* **AIM OF THE TASK**
Starting at the line that contains "Exercise. Point out each instance of the window frame" and continuing through the end of the material below, lay out those lines as a Markdown table with the columns Row and Line, leaving out any blank lines.

* **STORED RECORDS**
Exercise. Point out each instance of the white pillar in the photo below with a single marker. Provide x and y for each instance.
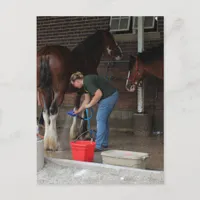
(140, 89)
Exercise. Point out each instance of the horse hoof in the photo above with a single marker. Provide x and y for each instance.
(50, 143)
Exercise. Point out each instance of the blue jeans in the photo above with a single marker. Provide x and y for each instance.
(104, 110)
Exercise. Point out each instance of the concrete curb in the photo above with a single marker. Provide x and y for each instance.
(156, 177)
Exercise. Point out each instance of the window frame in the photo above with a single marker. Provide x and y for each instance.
(120, 18)
(145, 27)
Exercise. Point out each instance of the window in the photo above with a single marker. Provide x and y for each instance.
(149, 22)
(122, 24)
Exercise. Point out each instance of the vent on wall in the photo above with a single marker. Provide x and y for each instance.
(123, 23)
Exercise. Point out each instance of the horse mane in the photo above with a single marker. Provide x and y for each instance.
(91, 42)
(152, 54)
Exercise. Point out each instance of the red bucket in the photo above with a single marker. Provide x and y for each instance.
(83, 150)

* **FULL OUTPUT**
| Row | Line |
|---|---|
| 1 | Exercise. Point out each instance of the window frame in the photo above with a single marker. Provide x and y for each instance. |
| 2 | (120, 18) |
| 3 | (145, 27) |
| 4 | Exercise. Point out each instance of the window in the photo above with a single marker. Provide x and y for each instance. |
| 5 | (149, 22) |
| 6 | (122, 24) |
| 7 | Exercise. Point out each instance of the vent on wall in the photo above with a single marker. Provide x and y for each instance. |
| 8 | (123, 23) |
| 9 | Exercise. Point out each instance of the horse mane in the photo above with a single marker. Provide x and y for each instance. |
| 10 | (91, 42) |
| 11 | (152, 54) |
| 12 | Exercise. Point out each instance of the red bucket in the photo above with a single marker. Provide x and y for each instance. |
| 13 | (83, 150) |